◆ **Work to do**: Here are some records. Copy each one exactly.

[Coordinate labeling data]
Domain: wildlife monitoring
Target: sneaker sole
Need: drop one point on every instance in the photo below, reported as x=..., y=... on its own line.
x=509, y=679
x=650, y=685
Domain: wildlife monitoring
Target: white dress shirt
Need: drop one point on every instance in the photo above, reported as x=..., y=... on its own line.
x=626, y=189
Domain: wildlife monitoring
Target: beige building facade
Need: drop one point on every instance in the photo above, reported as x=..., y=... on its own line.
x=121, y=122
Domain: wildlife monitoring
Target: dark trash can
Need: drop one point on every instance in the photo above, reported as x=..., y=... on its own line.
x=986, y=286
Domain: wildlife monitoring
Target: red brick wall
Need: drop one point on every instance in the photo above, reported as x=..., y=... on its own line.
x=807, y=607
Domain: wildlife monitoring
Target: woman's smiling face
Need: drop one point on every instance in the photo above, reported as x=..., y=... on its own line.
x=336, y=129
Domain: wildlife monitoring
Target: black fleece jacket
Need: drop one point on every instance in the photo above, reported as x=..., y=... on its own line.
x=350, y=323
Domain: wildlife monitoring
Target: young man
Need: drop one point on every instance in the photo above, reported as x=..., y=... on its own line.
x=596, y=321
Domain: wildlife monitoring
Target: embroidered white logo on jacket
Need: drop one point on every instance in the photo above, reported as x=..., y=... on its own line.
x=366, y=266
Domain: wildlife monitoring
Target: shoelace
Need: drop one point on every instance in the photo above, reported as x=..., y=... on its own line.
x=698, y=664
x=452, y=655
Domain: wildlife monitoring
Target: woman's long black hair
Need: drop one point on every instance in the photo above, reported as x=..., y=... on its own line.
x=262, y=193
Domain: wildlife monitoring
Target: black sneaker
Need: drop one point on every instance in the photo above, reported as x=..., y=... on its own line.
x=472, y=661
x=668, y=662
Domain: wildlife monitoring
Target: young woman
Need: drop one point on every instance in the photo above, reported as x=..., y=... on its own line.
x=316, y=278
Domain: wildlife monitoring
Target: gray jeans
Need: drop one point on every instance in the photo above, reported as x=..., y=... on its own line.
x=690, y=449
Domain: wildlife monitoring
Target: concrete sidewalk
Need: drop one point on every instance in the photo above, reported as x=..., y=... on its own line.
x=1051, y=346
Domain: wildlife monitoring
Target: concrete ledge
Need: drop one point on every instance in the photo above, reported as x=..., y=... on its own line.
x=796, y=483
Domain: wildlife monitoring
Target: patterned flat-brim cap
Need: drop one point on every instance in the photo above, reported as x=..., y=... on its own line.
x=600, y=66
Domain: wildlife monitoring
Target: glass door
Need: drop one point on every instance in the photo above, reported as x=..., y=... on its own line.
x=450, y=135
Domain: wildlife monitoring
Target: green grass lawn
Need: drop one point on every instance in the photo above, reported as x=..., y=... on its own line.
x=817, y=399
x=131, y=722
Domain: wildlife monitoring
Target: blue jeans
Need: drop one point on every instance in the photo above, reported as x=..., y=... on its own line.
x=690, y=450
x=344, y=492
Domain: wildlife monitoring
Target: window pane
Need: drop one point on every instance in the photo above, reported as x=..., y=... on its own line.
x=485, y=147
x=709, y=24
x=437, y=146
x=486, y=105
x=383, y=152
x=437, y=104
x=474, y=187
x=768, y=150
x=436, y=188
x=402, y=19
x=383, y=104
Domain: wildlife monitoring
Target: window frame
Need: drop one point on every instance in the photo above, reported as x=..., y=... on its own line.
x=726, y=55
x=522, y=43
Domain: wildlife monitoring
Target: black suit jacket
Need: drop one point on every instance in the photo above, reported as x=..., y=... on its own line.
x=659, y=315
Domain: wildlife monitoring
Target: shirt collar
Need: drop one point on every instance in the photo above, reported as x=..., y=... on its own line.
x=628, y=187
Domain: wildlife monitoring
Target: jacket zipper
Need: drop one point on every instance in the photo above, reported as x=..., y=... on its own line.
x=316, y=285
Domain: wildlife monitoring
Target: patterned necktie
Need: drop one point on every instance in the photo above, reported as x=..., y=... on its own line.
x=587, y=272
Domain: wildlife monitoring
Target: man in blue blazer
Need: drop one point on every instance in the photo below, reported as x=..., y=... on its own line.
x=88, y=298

◆ **Exercise output**:
Domain: wildlife monitoring
Target: sneaker sole
Need: drop one point on every instance in the photo below, reported as x=..., y=... on its own line.
x=509, y=679
x=650, y=685
Domain: wildlife monitoring
Target: white dress shirt
Need: drop one point on every instance in the photo above, reported as x=..., y=... on its own line.
x=626, y=189
Domain: wildlife monitoring
Target: beige building facade
Need: drop one point on every instance in the photo above, reported as x=..., y=... on its own line.
x=121, y=122
Domain: wildlife monitoring
Target: dark trash can
Need: drop one point on every instance in the photo above, reported as x=..., y=... on its own line.
x=986, y=286
Domain: wildlife monitoring
Target: red brick wall
Need: drop one point on every instance in the photo above, reported as x=..., y=... on its own line.
x=807, y=607
Domain: wildlife monitoring
Target: woman's smiling face
Need: drop one point on every instance in the photo above, reported as x=..., y=... on its own line.
x=336, y=129
Domain: wildlife monitoring
Target: black fleece jacket
Need: drop one point on every instance in the photo above, reported as x=..., y=... on its own line.
x=350, y=323
Domain: wildlife monitoring
Target: young man
Need: drop one point on every instance in the photo above, reported as x=..., y=... on its own line.
x=596, y=321
Domain: wildlife monitoring
Target: embroidered white logo on jacket
Need: drop one point on every instance in the photo above, reported as x=..., y=... on its own line.
x=366, y=266
Domain: wildlife monitoring
Target: shoelace
Need: drop one point on every instance in the photo above, reported as x=..., y=... on its own line.
x=698, y=664
x=452, y=655
Domain: wildlife monitoring
Target: woman's long black hair
Need: drop one point on every instance in the photo above, reported as x=..., y=... on its own line.
x=262, y=193
Domain: wildlife monitoring
Target: black sneaker
Need: drop one point on every instance in the photo above, reported as x=..., y=... on its own line.
x=472, y=661
x=668, y=662
Domain: wildlife monitoring
Target: young woman
Need: drop one point on every instance in the photo above, reported as x=..., y=... on its own line.
x=316, y=278
Domain: wildlife monitoring
Target: gray jeans
Need: drop one point on every instance in the photo above, reported as x=..., y=... on its own line.
x=690, y=449
Domain: wildlife monitoring
Target: concrete sidewalk
Need: drop one point on every instance in the photo above, reported as x=..., y=... on its own line.
x=1051, y=346
Domain: wildlife monitoring
Target: concrete ledge
Need: drop one point on every instance in the photo above, reported as x=..., y=... on its own line.
x=796, y=483
Domain: wildlife monitoring
Target: patterned flat-brim cap
Need: drop one point on every instance in the photo above, reported as x=..., y=... on its own line.
x=600, y=66
Domain: wildlife monitoring
Target: glass door
Need: drop one point on every instance in the photo above, reported as x=..., y=... on its own line.
x=450, y=135
Domain: wildlife monitoring
Target: green grass lawn
Need: drop one point on every instance in the photo above, reported as x=..., y=... on its own line.
x=817, y=399
x=131, y=722
Domain: wildlife monitoring
Target: blue jeans
Need: drop one point on every instance in the photo above, reported as x=..., y=... on its own line.
x=690, y=450
x=344, y=492
Domain: wildlife monitoring
Target: window pane
Need: drop one point on every instance in the photo above, reported as x=..., y=... on its own line.
x=485, y=147
x=709, y=24
x=437, y=146
x=486, y=105
x=383, y=152
x=437, y=104
x=474, y=187
x=768, y=150
x=436, y=188
x=402, y=19
x=383, y=104
Domain: wildlife monitoring
Target: window frame
Need: drop one point on every instance in the photo above, reported as x=..., y=... on its own line.
x=726, y=55
x=522, y=43
Domain: wildlife monitoring
Target: black suit jacket
Need: drop one point on every instance in the photo above, reported as x=..., y=... on its own line.
x=659, y=315
Domain: wildlife monitoring
Target: shirt collar
Need: drop one point on every instance in the photo above, reported as x=..., y=... on its own line.
x=628, y=187
Domain: wildlife monitoring
Target: jacket zipper
Need: drop one point on every instance in the photo above, reported as x=..., y=... on its own line.
x=316, y=285
Domain: wildlife monitoring
Target: patterned necktie
Need: drop one point on every instance in the photo above, reported as x=..., y=... on its own line.
x=587, y=272
Domain: wildlife monitoring
Target: man in blue blazer
Need: drop one point on every instance in the photo below, reported as x=..., y=... on its own line.
x=88, y=298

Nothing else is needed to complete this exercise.